* [WHAT YOU HAVE TO DO] Duplicate every line of the listing below word for word, leaving out the pictures.

* [Photo object pointing listing]
========

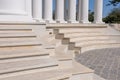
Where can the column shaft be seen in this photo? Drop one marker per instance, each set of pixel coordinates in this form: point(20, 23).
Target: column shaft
point(72, 10)
point(59, 15)
point(48, 13)
point(84, 11)
point(37, 9)
point(98, 11)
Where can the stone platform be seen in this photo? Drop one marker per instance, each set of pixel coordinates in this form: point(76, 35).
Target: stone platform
point(105, 62)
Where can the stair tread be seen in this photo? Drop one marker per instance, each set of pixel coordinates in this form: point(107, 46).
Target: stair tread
point(17, 35)
point(7, 66)
point(63, 56)
point(80, 69)
point(17, 39)
point(96, 41)
point(22, 53)
point(36, 75)
point(98, 35)
point(16, 32)
point(25, 43)
point(102, 43)
point(89, 39)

========

* [RESPONSE]
Where can the column shaft be seen in this photo? Drop one marker per instance, each set of pixel coordinates in this form: point(20, 23).
Target: column shaft
point(72, 10)
point(59, 15)
point(48, 13)
point(84, 11)
point(37, 9)
point(98, 11)
Where can the stone platform be seen in this photo? Drop one marker per instance, each set of pixel coordinates in this form: point(76, 35).
Target: stone platform
point(105, 62)
Where can the stair tread be seen in this photo? Drop one marker per instance, each set of pixel coordinates in this form: point(107, 46).
Target: stair tread
point(17, 35)
point(7, 66)
point(63, 56)
point(80, 69)
point(17, 39)
point(96, 41)
point(22, 53)
point(36, 75)
point(98, 35)
point(16, 32)
point(25, 43)
point(102, 43)
point(89, 39)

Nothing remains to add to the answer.